* **Data to process**
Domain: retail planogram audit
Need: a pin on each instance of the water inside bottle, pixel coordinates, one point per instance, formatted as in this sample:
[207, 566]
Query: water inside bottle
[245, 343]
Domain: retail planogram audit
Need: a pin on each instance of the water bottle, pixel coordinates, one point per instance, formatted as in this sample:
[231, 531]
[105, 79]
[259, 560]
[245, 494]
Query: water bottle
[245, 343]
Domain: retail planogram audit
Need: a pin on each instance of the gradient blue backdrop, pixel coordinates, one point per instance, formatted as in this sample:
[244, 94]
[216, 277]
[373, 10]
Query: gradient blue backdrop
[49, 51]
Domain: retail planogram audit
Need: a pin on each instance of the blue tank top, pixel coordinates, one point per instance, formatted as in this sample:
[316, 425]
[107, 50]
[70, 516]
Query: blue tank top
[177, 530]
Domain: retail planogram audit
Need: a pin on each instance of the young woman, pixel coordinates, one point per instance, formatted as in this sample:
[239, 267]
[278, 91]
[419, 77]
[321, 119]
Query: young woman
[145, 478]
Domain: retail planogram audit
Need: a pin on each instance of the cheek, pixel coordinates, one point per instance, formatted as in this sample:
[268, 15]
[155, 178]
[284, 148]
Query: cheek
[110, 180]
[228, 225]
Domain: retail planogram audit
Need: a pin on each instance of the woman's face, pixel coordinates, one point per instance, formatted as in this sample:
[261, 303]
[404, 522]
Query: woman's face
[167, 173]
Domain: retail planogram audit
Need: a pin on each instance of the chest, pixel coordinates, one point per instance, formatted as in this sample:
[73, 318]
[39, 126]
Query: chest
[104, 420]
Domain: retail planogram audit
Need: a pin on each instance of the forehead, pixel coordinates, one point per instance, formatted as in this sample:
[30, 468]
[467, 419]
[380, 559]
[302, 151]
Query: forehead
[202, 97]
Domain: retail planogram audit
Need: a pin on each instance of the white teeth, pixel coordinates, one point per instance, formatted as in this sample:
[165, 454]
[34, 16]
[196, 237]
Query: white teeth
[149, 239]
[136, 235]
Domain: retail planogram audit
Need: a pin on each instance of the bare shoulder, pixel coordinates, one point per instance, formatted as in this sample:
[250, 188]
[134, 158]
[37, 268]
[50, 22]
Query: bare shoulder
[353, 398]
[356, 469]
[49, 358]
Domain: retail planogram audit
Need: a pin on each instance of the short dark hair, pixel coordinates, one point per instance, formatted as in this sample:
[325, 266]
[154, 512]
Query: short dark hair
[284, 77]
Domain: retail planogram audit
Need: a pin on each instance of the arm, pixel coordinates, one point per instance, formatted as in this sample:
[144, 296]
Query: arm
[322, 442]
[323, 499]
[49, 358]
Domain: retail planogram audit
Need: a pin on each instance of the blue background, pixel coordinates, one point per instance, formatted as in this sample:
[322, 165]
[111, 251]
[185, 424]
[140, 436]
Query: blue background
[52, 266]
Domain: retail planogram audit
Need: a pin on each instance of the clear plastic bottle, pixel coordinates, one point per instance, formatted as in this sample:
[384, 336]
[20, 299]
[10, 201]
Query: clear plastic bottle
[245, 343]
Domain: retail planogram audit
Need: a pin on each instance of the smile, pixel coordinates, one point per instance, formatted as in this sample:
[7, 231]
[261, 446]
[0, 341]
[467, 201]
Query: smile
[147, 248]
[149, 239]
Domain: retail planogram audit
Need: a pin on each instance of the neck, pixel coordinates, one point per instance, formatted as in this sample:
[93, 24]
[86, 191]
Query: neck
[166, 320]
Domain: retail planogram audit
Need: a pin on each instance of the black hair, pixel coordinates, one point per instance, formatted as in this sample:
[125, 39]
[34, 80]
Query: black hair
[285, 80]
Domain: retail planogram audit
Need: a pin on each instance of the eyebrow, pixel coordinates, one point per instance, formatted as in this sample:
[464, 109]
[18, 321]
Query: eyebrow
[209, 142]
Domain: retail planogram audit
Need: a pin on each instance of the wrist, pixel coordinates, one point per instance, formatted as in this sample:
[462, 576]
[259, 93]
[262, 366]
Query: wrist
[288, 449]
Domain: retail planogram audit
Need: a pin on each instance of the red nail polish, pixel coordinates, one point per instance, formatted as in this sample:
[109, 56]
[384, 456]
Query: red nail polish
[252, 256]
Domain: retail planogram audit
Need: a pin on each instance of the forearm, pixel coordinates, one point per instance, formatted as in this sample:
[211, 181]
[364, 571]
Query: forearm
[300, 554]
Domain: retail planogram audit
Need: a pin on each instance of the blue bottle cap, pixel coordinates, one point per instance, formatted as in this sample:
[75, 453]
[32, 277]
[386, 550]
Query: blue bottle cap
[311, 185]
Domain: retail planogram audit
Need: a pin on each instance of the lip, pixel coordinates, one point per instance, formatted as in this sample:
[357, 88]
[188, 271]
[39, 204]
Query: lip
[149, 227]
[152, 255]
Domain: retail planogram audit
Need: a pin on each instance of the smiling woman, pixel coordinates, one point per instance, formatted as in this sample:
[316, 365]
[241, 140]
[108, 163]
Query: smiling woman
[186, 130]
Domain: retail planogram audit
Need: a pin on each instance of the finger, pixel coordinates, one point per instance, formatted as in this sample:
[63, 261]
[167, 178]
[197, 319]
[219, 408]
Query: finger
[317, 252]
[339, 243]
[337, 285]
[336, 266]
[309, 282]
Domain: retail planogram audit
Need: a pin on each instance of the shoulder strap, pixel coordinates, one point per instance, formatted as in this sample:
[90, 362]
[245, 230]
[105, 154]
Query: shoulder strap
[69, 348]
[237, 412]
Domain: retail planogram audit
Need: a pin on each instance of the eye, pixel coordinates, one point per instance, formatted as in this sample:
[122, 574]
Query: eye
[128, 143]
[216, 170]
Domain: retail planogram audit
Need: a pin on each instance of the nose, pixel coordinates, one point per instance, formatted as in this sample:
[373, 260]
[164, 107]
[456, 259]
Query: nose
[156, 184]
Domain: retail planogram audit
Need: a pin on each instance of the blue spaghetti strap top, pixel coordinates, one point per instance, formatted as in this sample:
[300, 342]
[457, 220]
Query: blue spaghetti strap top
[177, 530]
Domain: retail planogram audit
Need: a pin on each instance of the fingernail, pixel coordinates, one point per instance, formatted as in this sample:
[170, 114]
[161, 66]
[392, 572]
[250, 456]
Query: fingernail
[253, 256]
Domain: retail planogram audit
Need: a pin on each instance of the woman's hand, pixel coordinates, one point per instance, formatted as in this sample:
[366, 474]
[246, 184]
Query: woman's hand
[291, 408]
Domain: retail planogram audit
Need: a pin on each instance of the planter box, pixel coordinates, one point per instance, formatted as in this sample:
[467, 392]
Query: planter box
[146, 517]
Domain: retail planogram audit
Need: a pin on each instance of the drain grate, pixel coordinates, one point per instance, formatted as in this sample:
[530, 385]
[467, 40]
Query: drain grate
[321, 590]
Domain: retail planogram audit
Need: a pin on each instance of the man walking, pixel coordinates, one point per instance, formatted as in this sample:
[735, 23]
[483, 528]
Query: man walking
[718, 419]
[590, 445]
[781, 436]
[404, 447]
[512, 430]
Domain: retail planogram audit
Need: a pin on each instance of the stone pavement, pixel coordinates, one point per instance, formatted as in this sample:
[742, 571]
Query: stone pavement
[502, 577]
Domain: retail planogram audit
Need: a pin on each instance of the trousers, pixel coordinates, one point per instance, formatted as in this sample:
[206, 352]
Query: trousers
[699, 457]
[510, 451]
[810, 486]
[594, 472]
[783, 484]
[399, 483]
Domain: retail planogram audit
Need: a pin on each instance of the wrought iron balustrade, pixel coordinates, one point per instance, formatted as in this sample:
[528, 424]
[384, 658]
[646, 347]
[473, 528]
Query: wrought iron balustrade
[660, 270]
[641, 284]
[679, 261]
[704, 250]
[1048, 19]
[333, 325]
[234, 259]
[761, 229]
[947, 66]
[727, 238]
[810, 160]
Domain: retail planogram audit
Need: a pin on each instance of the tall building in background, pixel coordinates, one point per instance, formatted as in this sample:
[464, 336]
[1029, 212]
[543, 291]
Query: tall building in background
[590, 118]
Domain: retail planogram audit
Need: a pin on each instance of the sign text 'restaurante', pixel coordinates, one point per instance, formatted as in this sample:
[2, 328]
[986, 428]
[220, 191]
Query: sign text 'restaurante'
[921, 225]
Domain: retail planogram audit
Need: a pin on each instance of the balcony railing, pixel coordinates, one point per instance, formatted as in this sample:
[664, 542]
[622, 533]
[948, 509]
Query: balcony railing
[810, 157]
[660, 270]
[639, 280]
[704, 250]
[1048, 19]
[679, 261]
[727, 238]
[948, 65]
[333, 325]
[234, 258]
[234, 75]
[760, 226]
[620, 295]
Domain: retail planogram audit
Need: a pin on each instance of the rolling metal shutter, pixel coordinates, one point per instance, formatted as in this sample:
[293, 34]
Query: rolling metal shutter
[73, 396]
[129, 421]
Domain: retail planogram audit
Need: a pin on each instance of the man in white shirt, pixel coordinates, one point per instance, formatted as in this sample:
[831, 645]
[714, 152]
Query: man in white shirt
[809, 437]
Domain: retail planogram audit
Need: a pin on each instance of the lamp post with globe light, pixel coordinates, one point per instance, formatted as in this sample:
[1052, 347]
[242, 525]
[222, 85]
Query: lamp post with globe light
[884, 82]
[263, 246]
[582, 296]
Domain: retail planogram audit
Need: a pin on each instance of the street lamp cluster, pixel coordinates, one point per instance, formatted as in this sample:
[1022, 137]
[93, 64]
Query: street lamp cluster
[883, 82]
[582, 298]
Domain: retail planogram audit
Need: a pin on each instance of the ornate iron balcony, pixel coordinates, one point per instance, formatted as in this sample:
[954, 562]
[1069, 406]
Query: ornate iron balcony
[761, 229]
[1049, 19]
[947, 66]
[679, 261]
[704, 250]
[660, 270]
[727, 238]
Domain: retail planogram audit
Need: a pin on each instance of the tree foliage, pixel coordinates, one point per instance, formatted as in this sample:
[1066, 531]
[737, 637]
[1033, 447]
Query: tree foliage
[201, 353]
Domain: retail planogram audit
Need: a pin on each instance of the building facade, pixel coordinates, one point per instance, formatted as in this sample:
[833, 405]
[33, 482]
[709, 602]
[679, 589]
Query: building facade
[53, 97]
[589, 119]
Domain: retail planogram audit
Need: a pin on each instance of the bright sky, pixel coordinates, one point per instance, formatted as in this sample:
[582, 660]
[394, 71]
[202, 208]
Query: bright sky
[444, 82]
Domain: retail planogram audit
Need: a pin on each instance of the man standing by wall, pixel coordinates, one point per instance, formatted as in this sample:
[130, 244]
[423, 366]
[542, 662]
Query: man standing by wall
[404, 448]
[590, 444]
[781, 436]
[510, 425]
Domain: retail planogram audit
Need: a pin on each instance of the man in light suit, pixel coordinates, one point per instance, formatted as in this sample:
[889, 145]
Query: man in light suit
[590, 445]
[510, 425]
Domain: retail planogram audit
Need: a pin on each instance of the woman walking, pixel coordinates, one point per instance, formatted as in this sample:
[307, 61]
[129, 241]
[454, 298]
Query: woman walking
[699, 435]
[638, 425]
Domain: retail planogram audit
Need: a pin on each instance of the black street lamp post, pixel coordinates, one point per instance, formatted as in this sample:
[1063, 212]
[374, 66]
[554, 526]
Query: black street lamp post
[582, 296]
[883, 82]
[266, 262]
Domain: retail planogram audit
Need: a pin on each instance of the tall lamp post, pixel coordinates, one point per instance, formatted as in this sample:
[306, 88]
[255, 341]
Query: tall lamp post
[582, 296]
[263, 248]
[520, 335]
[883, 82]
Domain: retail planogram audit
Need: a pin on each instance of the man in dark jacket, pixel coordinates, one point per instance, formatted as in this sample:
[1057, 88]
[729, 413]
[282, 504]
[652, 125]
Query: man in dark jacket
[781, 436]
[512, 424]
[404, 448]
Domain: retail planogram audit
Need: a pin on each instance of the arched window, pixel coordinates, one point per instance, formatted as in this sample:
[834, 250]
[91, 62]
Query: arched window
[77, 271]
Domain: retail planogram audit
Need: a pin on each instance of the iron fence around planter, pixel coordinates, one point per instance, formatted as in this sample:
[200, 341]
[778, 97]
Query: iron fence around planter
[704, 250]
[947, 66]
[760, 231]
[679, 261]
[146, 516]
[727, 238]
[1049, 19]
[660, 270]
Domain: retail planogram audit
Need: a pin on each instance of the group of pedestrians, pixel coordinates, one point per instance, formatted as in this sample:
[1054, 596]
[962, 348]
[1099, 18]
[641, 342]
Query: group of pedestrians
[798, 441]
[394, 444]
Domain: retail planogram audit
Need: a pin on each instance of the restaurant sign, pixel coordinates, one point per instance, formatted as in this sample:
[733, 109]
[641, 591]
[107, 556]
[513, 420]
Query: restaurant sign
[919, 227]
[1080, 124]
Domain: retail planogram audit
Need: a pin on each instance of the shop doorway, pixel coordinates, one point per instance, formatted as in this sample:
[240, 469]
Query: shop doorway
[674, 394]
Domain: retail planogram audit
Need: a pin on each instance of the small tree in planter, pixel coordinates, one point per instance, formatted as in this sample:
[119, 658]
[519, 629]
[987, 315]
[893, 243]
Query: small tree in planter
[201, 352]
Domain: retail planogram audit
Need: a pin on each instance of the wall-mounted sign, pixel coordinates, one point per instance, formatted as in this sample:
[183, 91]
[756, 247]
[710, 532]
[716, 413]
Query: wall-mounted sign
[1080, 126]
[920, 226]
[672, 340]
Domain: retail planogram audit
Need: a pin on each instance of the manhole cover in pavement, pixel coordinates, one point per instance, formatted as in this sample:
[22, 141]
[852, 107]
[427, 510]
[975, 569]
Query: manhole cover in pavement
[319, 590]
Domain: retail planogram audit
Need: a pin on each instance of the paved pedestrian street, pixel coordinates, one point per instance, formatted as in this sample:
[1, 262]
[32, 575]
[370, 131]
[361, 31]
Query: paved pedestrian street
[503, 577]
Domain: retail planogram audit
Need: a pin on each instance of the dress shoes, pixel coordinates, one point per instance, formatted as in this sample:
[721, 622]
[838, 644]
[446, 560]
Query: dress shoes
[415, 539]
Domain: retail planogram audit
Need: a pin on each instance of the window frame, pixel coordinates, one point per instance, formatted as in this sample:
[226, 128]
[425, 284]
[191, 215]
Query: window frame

* **Exercise aim**
Look through the entries above. Copy out every line holding the word "frame".

* **Answer**
Need: a pin on each instance of the window frame, pixel coordinates, one point per instance, formatted as in this sample:
Query: window frame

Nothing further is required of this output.